Every line containing the string "trace" is to be copied from the records.
*** Opening Dataset entries ***
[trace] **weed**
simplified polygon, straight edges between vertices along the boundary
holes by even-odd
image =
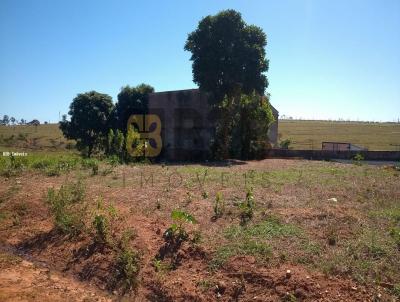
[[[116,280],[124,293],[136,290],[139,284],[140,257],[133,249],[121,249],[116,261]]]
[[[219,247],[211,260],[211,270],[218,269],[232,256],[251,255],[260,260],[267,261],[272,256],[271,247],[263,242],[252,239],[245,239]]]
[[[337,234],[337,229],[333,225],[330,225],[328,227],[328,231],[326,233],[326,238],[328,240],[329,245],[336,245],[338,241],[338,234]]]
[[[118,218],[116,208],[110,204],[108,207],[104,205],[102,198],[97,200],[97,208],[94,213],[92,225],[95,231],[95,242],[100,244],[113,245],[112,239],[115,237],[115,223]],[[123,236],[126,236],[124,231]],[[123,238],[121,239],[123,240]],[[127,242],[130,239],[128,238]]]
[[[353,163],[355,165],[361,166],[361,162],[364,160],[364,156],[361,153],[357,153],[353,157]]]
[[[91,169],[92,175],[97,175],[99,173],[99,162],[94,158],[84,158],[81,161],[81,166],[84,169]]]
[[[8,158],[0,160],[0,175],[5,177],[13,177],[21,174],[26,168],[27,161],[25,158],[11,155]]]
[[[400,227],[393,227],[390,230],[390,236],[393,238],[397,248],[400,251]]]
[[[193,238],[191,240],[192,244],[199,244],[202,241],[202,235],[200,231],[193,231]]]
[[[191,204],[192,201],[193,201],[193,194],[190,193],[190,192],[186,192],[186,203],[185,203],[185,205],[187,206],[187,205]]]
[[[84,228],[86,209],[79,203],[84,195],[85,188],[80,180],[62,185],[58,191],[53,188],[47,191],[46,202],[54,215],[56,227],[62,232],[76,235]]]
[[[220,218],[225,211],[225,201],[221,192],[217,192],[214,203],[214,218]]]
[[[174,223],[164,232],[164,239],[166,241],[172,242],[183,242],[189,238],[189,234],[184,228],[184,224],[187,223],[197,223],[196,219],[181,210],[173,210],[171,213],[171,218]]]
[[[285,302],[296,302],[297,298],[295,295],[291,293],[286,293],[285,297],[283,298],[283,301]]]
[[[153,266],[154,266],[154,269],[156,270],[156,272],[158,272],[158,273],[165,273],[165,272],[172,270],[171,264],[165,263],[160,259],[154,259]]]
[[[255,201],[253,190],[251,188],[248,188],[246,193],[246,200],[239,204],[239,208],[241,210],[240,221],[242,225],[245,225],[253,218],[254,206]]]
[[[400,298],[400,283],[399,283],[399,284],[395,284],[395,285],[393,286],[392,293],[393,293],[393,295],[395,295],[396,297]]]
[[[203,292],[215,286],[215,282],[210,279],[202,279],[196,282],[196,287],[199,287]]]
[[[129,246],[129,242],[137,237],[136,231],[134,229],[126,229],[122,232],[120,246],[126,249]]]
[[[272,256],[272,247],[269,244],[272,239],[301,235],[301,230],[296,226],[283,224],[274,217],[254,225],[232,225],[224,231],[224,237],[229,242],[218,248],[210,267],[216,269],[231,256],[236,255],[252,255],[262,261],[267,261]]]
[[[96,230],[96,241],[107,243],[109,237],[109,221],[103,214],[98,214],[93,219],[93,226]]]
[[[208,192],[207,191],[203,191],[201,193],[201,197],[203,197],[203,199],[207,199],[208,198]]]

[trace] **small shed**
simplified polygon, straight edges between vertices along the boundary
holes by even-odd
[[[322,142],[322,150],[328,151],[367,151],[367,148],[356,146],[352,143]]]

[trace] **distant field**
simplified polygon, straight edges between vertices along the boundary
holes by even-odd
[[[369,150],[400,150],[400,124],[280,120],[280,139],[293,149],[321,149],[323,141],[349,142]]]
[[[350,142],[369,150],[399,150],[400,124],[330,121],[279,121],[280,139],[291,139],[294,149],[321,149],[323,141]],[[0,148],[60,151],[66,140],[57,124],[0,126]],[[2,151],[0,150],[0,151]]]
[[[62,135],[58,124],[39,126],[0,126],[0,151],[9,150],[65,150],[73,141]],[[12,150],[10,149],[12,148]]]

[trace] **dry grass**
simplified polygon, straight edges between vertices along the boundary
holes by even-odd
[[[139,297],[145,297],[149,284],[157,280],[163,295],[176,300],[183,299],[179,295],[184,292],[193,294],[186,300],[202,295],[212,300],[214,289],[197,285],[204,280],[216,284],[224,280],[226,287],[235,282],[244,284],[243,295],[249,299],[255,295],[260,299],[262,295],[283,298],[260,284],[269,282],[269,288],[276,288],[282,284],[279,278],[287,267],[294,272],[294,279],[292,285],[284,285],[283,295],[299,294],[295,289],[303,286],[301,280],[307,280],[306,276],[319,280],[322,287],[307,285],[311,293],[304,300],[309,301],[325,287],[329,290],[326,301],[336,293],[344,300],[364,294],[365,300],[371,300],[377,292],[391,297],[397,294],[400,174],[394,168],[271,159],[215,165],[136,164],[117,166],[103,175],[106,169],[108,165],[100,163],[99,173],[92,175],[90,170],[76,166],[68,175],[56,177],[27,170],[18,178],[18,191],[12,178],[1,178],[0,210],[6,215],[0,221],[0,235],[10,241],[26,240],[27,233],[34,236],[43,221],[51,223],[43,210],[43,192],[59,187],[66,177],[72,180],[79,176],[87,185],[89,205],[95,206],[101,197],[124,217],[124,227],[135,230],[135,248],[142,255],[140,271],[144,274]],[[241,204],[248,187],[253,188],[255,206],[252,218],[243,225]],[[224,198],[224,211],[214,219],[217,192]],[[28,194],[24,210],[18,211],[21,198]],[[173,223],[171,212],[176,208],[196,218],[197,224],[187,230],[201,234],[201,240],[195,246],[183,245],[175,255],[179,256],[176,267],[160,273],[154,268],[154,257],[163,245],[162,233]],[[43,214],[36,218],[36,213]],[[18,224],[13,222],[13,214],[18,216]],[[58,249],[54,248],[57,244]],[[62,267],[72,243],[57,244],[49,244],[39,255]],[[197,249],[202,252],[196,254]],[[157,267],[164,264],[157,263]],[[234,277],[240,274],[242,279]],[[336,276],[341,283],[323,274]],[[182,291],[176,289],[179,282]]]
*** Closing Dataset entries ***
Response ->
[trace] **weed**
[trace] **small shed**
[trace] **distant field**
[trace] **dry grass**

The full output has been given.